**THE TASK**. Please quote the rows verbatim, from the start through the line containing "[(4, 87), (197, 47)]", including both ends.

Source records
+++++
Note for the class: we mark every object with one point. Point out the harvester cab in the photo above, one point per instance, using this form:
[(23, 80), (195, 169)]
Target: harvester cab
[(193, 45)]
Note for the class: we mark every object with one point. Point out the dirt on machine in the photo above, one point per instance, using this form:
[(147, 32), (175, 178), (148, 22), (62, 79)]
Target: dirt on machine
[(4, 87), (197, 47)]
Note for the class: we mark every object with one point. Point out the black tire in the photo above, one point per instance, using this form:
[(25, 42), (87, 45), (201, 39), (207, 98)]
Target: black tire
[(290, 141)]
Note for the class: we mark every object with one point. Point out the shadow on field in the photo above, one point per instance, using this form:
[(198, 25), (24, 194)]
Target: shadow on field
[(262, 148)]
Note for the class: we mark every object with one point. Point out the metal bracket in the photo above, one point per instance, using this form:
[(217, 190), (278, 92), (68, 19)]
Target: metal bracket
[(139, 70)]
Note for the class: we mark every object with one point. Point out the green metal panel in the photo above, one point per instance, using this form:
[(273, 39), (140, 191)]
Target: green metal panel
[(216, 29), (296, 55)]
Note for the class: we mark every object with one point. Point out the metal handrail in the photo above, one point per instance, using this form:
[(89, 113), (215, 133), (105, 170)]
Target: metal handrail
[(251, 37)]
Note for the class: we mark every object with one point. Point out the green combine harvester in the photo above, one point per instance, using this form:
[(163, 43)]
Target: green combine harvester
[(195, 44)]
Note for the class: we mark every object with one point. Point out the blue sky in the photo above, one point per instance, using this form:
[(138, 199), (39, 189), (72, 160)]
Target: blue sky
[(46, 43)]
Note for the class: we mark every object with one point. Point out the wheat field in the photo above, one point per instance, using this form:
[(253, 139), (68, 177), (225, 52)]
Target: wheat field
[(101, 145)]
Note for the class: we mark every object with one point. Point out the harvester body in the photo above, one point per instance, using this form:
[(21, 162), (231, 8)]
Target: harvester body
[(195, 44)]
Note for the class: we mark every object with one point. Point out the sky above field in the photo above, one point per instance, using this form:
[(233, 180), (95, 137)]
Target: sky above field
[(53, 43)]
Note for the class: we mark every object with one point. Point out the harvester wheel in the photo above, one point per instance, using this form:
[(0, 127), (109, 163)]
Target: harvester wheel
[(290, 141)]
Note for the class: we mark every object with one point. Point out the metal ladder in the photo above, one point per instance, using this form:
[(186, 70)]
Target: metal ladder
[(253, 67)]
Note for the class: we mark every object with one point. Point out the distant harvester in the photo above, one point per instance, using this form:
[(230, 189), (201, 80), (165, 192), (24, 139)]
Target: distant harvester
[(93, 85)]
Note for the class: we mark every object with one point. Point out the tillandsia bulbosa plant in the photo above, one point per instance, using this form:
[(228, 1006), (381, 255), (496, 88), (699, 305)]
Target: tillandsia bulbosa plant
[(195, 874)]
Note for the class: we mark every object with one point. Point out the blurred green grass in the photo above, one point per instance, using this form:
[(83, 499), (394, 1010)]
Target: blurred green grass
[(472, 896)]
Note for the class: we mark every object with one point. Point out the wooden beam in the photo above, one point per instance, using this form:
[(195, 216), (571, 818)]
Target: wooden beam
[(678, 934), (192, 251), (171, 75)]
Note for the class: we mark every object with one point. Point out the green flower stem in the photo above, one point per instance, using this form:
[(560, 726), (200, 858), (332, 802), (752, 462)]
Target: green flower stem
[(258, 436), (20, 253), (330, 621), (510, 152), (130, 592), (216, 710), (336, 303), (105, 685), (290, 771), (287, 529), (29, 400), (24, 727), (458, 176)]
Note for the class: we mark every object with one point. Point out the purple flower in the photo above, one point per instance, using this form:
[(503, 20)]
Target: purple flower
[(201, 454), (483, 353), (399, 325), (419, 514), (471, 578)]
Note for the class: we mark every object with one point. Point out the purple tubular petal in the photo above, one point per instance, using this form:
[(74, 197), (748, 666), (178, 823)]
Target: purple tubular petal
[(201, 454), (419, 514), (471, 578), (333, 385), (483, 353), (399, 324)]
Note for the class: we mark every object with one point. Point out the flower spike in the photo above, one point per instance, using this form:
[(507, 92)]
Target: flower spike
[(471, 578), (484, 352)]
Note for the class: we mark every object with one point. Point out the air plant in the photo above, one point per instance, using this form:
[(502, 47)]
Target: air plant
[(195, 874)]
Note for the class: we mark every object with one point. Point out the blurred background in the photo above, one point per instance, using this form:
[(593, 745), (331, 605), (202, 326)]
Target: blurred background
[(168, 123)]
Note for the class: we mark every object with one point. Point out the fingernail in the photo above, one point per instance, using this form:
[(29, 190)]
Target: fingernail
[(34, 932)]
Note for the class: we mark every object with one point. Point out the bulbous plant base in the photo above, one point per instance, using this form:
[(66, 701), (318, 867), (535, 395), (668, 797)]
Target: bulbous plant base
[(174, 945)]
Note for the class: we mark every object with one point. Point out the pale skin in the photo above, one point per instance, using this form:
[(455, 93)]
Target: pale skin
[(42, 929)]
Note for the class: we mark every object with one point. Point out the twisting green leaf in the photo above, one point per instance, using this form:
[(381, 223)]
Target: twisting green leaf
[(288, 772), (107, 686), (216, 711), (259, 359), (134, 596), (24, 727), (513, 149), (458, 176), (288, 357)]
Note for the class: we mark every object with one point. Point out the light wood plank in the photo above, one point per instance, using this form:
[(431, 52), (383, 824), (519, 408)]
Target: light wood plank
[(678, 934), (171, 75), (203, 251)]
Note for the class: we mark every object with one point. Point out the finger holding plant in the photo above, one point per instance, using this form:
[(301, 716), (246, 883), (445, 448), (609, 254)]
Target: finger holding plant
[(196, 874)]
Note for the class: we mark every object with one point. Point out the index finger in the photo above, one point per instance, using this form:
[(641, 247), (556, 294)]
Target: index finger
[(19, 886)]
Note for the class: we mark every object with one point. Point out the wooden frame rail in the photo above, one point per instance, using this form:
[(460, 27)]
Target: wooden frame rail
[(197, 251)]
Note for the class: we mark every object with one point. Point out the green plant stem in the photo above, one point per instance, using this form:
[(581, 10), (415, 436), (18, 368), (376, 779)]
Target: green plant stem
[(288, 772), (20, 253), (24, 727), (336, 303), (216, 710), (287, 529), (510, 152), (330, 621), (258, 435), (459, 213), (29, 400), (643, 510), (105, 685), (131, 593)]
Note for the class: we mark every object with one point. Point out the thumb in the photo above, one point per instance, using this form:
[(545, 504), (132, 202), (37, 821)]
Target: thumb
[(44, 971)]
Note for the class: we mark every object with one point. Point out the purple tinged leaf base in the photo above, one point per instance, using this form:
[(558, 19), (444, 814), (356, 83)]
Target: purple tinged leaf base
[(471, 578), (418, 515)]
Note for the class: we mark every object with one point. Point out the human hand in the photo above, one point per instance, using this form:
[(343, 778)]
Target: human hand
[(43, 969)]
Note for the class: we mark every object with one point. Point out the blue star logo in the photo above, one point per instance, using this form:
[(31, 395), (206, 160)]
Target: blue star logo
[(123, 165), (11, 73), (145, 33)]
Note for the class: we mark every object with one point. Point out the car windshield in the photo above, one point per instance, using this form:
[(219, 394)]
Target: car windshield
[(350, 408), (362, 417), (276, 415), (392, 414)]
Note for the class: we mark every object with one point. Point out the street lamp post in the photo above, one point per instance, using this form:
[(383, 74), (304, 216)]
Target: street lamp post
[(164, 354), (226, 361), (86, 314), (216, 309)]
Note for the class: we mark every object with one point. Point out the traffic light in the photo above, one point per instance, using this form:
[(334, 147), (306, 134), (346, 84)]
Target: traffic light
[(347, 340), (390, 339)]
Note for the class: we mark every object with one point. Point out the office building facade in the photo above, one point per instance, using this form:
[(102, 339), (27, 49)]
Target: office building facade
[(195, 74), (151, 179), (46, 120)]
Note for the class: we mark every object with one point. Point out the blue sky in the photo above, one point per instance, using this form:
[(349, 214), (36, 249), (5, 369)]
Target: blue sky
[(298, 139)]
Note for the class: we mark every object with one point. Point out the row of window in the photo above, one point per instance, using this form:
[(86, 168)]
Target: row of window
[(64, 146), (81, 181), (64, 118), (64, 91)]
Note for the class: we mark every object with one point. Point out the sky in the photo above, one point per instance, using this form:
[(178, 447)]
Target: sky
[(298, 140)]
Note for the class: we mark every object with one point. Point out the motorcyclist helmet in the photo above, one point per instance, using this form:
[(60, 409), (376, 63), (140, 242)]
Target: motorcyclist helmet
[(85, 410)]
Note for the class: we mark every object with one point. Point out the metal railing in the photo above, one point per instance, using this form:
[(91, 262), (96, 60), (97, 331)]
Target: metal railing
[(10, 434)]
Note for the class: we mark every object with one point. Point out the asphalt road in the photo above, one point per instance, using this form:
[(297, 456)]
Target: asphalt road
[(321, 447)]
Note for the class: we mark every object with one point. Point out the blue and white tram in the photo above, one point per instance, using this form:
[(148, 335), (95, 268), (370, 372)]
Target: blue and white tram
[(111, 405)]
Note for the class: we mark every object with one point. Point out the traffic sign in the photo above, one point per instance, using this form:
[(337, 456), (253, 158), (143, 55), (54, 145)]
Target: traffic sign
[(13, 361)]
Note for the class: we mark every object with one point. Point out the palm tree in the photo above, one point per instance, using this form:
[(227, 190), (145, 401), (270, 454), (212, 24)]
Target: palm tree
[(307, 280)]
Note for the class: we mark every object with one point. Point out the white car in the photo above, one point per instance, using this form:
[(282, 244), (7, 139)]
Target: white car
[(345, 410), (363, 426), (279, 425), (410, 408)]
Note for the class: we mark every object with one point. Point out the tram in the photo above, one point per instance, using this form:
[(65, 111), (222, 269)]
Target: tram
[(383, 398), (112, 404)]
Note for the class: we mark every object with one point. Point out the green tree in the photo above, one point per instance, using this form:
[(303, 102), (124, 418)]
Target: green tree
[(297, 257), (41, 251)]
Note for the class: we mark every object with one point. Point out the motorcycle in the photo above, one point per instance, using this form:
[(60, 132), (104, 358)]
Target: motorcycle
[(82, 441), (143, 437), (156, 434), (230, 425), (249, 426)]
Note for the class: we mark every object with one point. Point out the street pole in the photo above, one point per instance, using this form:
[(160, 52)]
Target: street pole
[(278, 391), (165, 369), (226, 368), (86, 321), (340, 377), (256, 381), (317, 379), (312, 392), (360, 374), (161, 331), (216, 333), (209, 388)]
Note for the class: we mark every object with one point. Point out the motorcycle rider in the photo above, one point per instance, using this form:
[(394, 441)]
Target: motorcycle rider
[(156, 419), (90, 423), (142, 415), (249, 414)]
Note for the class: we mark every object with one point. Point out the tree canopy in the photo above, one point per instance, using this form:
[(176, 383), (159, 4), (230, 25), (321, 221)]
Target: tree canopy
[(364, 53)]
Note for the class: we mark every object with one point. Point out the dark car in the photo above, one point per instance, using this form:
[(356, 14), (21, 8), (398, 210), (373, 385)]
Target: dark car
+++++
**RESULT OF THE TASK**.
Note for the class: we mark every object with one point. Point out the harvester cab in the photo above, one point per instance, using this form:
[(23, 80), (195, 169)]
Target: harvester cab
[(193, 45)]
Note for the class: we mark every object with one point. Point out the dirt on machine in the photo above, one point per instance, using this form:
[(147, 32), (175, 178), (148, 22), (62, 79)]
Target: dirt on machine
[(4, 87), (197, 47)]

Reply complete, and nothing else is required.